**GIVEN TASK A:**
Set down the rows below word for word, everything from the first row down to the line that contains "[114, 94, 147, 215]", with that line included.

**QUOTED PASSAGE:**
########################################

Proprietary? -- Walkouts, ITV, and Interactive Videos:

Last post for a while - going back into watch mode...hope for a good Q3 report..

With VERB taking hold in the MLM space, it may not matter to many investors how proprietary the above technologies are anymore. Being first to market may be more than enough to ensure success ahead. This post is for those that think it does matter, or just the curious.

<<Q: Is the code proprietary?
A: nFusz CEO: "our source is proprietary and protected by copyright"

Q: Couldn't another company replicate the software?
A: nFusz CEO: "I believe it’s now more than 10 million lines of code and it would be exceedingly difficult for anyone to duplicate">> here

Over a year ago I looked into this and posted about it. In response to initial questions about what I had done I wrote:

it is not generalized...And it isn't cloud-based. Nor is it tailored for CRM or education. It's just the raw technology...Obviously it is not everything Rory's team has done = I'm not pretending that it is. But at this point it is not clear to me how they have required 10 million lines of code to do what they have done.

here and after that

This probably is only a fraction of what is required.

here

Clearly this contradicts the oft-repeated humorous charge that I claimed to have duplicated everything NFUSZ had ever done in 1000 lines. Rather, I only looked at the parts considered to be disruptive, and the bolded part was the crux of my concern. There are plenty of programmers that can generalize code, make it cloud based, create a CRM application, make it scaleable, etc...And that perhaps could take a million or more lines, but "10 million lines" was the answer many shareholders had relied upon for how safe the company is from someone else coming along and re-creating Walkouts, ITV, and NFUSZ-style Interactive Videos. THAT presumably was the basis behind statements such as "if Oracle could easily duplicate what VERB has done, they would already have done that".



If the truth were discovered that in fact one or more of the parts considered to be most disruptive could be duplicated more easily than was thought - in far less than 10 million lines - wouldn't shareholders want to know such a thing? Wouldn't that be pro-shareholder? Isn't knowing the truth about one's investment a good thing?

Wouldn't you want to know?


None of us can know for sure. We haven't gotten a peak behind the curtain. We are in the dark. But maybe not for much longer, as integrations are presumably happening as I write this.

But for now fellow truth-seekers may want to consider the following:


Rocky Wright spent years developing the Qubeey platform. A programmer can create 100k - 200k lines of code per year. It is conceivable that Qubeey - really a pretty impressive platform - took over a million lines of code. Check it out here

But if you look at the Qubeey video - it seems as though much of what Qubeey brought to the table is no longer part of Verb's products..IF that is the case, then perhaps the vast majority of the millions of lines are not really part of what we consider the disruptive technologies that makes up Walkouts, ITV, and Interactive videos. Since the time of Qubeey the html video tag was created - allowing open source programmers to have a level of flexibility with videos much more easily than had been the case previously. So, was the Qubeey platform replaced with open source? Who knows? Someone more proficient at deciphering source code might be able to get more definitive answers than I can.


In any case, the following may be helpful, or at least interesting:

WALKOUTS:

Shareholders were gaga over walkouts because they thought they looked cool. The really big thing was that nobody had gotten it to work on APPLE products before NFUSZ did it. Shareholders thought they had something really special.

########################################

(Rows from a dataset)
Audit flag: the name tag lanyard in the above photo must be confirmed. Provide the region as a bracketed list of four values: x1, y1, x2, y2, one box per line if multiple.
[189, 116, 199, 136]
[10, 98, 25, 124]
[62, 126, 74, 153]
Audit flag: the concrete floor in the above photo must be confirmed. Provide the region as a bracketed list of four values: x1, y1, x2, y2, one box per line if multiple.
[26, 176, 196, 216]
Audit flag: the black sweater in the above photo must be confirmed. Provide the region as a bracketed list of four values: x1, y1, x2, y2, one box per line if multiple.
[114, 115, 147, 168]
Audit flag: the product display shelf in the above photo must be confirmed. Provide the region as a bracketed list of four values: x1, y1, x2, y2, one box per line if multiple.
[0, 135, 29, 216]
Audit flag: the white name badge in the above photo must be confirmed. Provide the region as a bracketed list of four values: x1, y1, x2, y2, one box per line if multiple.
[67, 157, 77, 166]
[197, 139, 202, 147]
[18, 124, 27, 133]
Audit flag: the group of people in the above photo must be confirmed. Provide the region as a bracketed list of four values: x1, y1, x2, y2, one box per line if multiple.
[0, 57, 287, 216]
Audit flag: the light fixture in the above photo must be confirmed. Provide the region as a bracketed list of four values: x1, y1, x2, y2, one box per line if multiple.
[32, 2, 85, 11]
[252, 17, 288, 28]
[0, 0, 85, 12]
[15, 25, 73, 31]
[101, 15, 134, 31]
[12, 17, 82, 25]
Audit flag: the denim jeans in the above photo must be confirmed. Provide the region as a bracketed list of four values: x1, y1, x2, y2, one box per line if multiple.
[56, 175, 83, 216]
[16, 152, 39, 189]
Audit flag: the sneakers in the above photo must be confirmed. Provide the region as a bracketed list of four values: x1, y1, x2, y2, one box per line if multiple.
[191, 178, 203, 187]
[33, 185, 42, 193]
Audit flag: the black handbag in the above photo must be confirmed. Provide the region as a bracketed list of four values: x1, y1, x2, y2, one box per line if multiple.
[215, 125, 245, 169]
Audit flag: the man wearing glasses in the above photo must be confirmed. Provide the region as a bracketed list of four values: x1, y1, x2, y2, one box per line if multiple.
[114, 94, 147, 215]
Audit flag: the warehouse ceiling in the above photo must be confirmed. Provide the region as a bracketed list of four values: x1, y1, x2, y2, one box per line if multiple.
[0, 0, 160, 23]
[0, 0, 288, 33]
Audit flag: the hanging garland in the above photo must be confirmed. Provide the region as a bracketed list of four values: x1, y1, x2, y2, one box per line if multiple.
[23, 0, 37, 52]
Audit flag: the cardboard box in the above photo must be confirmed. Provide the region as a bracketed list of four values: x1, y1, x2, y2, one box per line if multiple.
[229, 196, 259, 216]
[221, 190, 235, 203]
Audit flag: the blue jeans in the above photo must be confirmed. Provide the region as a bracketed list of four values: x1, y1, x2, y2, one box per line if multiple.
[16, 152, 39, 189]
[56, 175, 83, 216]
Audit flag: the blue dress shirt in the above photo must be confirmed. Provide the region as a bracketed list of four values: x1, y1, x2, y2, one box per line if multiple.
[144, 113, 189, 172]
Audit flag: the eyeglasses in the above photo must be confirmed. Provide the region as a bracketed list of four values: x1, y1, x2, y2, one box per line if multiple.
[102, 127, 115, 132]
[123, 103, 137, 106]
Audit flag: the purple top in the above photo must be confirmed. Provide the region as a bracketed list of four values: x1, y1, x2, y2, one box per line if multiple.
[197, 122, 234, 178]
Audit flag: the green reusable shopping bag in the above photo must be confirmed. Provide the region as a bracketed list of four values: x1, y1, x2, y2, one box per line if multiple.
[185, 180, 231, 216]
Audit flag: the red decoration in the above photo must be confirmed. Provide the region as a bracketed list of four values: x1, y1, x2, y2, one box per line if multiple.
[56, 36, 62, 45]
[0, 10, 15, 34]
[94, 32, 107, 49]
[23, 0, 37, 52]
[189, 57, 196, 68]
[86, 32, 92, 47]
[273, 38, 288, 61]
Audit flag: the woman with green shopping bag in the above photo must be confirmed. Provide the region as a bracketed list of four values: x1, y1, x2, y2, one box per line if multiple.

########################################

**GIVEN TASK B:**
Carry the post above on Walkouts, ITV, and Interactive Videos forward from its last sentence.

**FINAL ANSWER A:**
Audit flag: the name tag lanyard in the above photo must be confirmed. Provide the region as a bracketed list of four values: x1, y1, x2, y2, one box per line if multiple.
[189, 116, 199, 136]
[10, 98, 25, 124]
[62, 126, 74, 153]
Audit flag: the concrete floor in the above photo must be confirmed. Provide the region as a bracketed list of four values: x1, y1, x2, y2, one box per line if multiple.
[26, 176, 196, 216]
Audit flag: the black sweater in the above photo must be confirmed. Provide the region as a bracketed list of four values: x1, y1, x2, y2, one box per line if multiple.
[114, 115, 147, 168]
Audit flag: the product display shelf in the above photo must be confirmed. Provide the region as a bracketed list of four values: x1, y1, x2, y2, one box per line if multiple.
[0, 135, 29, 216]
Audit flag: the white name badge in the above photo must be confirmed. Provide the region as a bracketed list of four values: x1, y1, x2, y2, one box per line if multiple.
[67, 157, 77, 166]
[197, 139, 202, 147]
[18, 124, 27, 133]
Audit flag: the group of people in the above photo must be confirmed. Provide the region as a bracketed list of four values: x1, y1, x2, y2, one box per line if multiple.
[0, 57, 287, 216]
Audit flag: the light fixture in the above photo must be confirmed. Provide the region as a bracketed list of four values: x1, y1, x2, y2, one box per line if multiple.
[32, 2, 85, 11]
[252, 17, 288, 28]
[0, 0, 85, 12]
[15, 25, 73, 31]
[101, 15, 134, 31]
[12, 17, 82, 25]
Audit flag: the denim jeans in the above photo must be confirmed. Provide the region as a bracketed list of four values: x1, y1, x2, y2, one box per line if multiple.
[56, 175, 83, 216]
[16, 152, 39, 189]
Audit flag: the sneakers in the above photo must be confirmed. Provide the region as a bracketed list of four values: x1, y1, x2, y2, one box per line if multiple.
[191, 178, 203, 187]
[33, 185, 42, 193]
Audit flag: the black handbag in the above photo must be confirmed. Provide the region as a bracketed list of four values: x1, y1, x2, y2, one box per line if multiple.
[215, 125, 245, 169]
Audit flag: the man wearing glasses in the above photo must be confirmed. Provide the region as a bracketed list of four values: x1, y1, x2, y2, one box per line if multiple.
[114, 94, 147, 215]

**FINAL ANSWER B:**
When I looked into it, I saw that the html video tag doesn't allow for the 'alpha-channel' -- ie videos with a transparent background. I then found that there is a javascript tag called canvas that will copy - like painting onto a canvas - a picture or even a video into computer code..at that point one can also take a color and replace it. So, I thought - why not take the green screen color and replace it with the transparent color in real time and write it to the screen using the javascript canvas tag? I then saw that it looked like NFUSZ at the time was doing something similar (you could see their javascript code and they were using the canvas tag). And I found a very small handful of examples on the internet of some people tinkering with the canvas tag to recreate a video to help guide me. So I tried it and VOILA! It actually worked.

And it worked on my IPHONE. The very thing others said no one else but NFUSZ had been able to do....

However, as I said at the time while it worked on quite a few devices and browsers that I tested, it didn't work on some of them. But it didn't take a million lines to set this up and see it in action either. I was somewhat surprised and concerned because it challenged my previous beliefs about walkouts.

It may well be that getting it to work on all Apple products, all versions is in fact extremely difficult. After all, legacy shareholders know that it took far longer than expected before Rory finally announced that it was working. At that time he had explained that with each new version Apple came out with it broke their walkouts.

Maybe that happened again because while NotifiAiR came out a few months later (early 2018), it seems to have since disappeared. So, we just don't know the answer on this one...the curtain is closed.



ITV -- INTERACTIVE TELEVISION:

Investors were also very excited about the prospects for NFUSZ technology leading the way in ITV.

In reality, despite Rory's teaser about clicking on a Jersey during the Olympics we never saw evidence that the technology was transferable over to televisions. What we did see with the Rap Battle experiment was a video watchable via the internet. And in some ways that was kind of cool. And the hyper-auction demo for UBID looked pretty cool too.

But was the technology complicated - requiring millions of lines?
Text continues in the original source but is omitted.